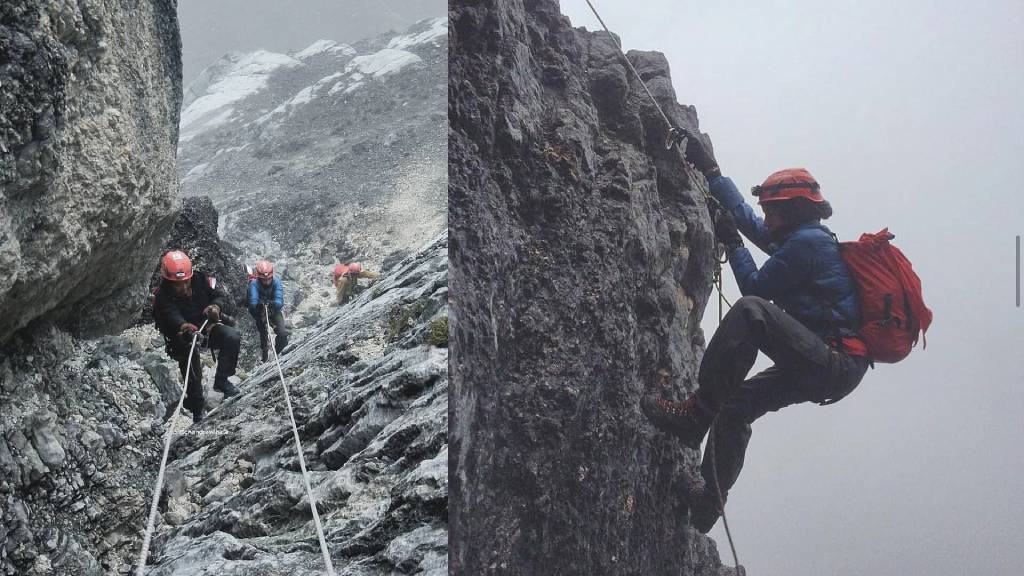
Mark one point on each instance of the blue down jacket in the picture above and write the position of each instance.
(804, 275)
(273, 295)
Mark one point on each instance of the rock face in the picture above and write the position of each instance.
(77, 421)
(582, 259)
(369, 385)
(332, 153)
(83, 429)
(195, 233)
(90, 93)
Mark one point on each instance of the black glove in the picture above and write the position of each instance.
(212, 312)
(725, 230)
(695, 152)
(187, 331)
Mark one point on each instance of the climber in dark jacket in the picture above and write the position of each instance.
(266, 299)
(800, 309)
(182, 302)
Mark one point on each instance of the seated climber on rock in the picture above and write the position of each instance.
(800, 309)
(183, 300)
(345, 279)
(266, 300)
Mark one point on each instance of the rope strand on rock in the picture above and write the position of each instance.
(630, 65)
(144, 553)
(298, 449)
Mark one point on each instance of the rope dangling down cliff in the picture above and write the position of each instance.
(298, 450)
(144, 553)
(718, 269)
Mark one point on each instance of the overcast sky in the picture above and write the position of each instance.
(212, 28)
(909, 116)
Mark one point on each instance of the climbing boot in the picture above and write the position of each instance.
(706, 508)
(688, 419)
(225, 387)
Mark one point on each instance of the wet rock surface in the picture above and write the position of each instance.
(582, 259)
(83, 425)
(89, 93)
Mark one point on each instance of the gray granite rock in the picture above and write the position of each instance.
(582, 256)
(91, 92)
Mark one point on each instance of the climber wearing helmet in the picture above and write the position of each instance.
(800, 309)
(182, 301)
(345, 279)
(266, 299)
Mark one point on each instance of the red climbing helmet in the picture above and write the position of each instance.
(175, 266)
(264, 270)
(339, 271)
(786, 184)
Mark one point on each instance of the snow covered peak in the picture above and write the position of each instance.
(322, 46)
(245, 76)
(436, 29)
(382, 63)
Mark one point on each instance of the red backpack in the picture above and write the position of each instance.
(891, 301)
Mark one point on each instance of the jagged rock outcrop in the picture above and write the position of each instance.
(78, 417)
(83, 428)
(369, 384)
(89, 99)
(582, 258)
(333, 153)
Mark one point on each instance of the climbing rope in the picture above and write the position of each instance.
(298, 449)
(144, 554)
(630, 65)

————————

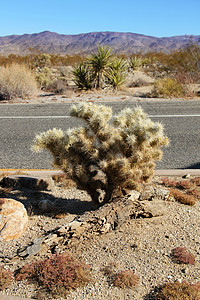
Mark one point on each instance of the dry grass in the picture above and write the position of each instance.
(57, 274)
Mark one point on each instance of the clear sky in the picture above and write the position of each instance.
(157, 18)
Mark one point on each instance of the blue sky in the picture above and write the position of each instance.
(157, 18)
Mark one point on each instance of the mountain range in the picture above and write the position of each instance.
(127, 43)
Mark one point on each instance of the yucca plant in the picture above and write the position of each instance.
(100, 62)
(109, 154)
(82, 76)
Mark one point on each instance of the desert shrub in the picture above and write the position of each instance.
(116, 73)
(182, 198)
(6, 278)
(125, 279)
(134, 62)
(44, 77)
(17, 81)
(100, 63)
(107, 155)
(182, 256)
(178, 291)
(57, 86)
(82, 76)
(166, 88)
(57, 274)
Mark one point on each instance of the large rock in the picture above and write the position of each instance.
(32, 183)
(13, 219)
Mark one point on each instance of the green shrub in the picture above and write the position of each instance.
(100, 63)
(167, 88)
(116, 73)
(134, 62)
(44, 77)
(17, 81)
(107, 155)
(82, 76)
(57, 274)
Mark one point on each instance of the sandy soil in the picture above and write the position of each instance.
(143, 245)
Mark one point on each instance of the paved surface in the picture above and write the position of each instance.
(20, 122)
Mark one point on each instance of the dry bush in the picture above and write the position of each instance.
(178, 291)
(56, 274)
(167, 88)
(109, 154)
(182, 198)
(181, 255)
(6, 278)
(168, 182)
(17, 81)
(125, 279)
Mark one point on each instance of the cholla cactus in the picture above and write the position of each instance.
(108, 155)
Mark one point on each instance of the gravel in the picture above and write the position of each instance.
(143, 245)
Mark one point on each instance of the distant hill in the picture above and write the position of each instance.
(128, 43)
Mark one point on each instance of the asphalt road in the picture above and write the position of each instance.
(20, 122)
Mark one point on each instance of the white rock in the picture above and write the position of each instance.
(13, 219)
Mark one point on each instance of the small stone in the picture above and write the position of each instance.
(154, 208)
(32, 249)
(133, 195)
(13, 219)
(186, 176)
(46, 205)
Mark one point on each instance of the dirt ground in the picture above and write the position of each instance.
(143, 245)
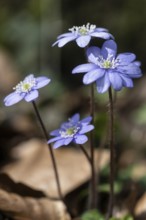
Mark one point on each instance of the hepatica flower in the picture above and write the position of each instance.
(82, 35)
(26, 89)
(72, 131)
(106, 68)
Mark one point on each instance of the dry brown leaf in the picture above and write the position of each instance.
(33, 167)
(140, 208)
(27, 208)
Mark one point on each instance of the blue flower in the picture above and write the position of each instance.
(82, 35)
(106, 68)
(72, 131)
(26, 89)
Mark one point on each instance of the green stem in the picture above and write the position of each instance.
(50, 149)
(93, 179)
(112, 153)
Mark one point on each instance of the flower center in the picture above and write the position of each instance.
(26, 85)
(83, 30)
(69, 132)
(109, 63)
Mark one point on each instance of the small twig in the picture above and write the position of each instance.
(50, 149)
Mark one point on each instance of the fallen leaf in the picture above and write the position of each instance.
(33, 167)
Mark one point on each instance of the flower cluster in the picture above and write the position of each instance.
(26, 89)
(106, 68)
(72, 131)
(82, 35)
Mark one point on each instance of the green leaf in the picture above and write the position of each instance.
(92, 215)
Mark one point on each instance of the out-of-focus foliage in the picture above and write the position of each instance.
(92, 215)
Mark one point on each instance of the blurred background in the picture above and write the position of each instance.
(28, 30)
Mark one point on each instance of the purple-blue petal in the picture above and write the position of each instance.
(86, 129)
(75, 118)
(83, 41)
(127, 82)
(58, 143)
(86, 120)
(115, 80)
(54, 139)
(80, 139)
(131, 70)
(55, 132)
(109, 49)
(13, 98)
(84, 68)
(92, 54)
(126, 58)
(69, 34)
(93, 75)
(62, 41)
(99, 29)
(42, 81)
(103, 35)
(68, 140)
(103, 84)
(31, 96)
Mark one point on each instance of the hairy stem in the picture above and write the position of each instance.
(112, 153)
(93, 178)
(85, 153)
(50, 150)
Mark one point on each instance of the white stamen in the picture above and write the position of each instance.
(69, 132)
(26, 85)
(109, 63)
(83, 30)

————————

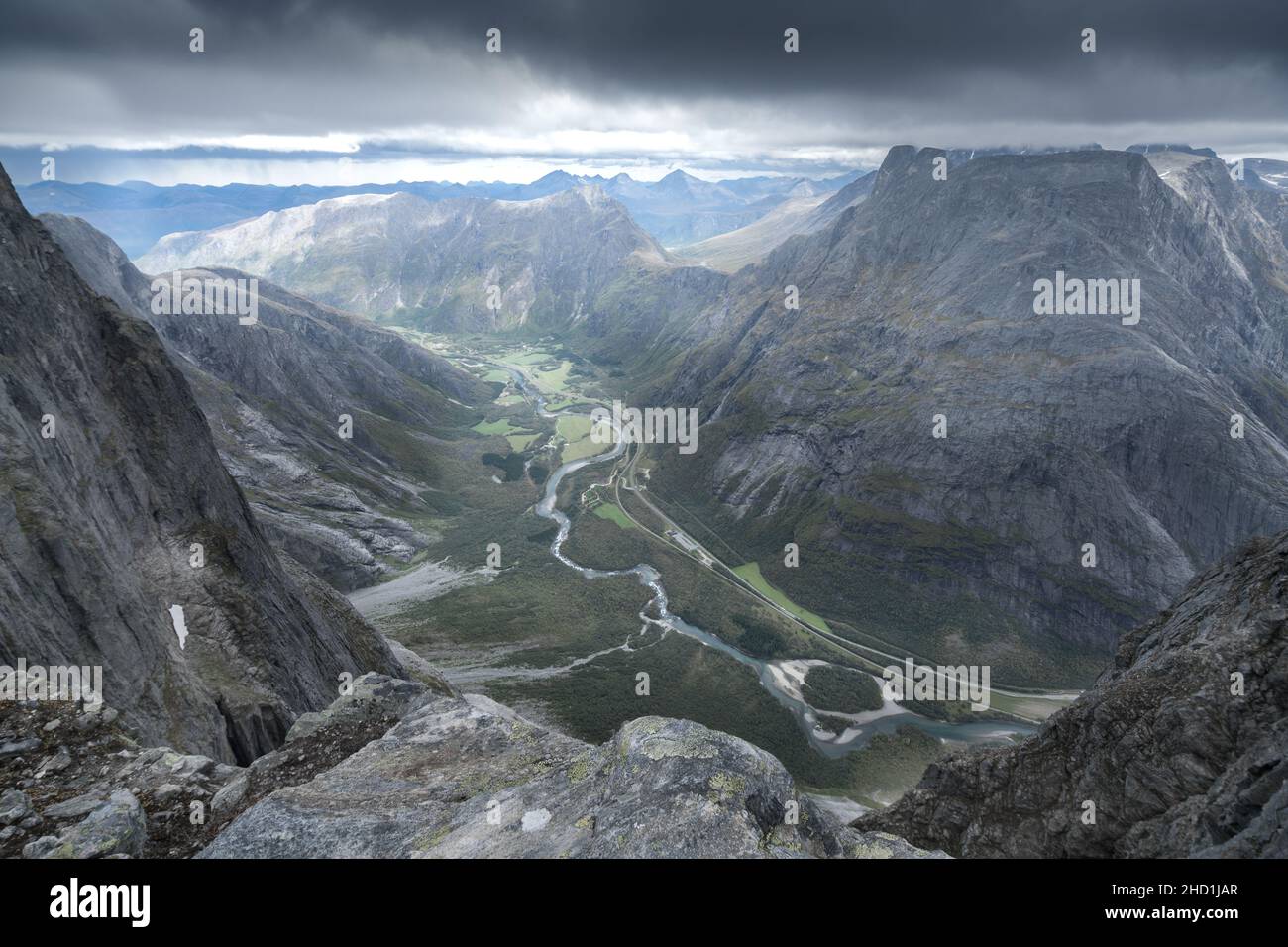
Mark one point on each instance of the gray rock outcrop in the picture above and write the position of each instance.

————————

▶ Written exercise:
Count the lines in the records above that contain the string "climber", matching case exactly. Reply with the number alone.

▶ Response to this exercise:
3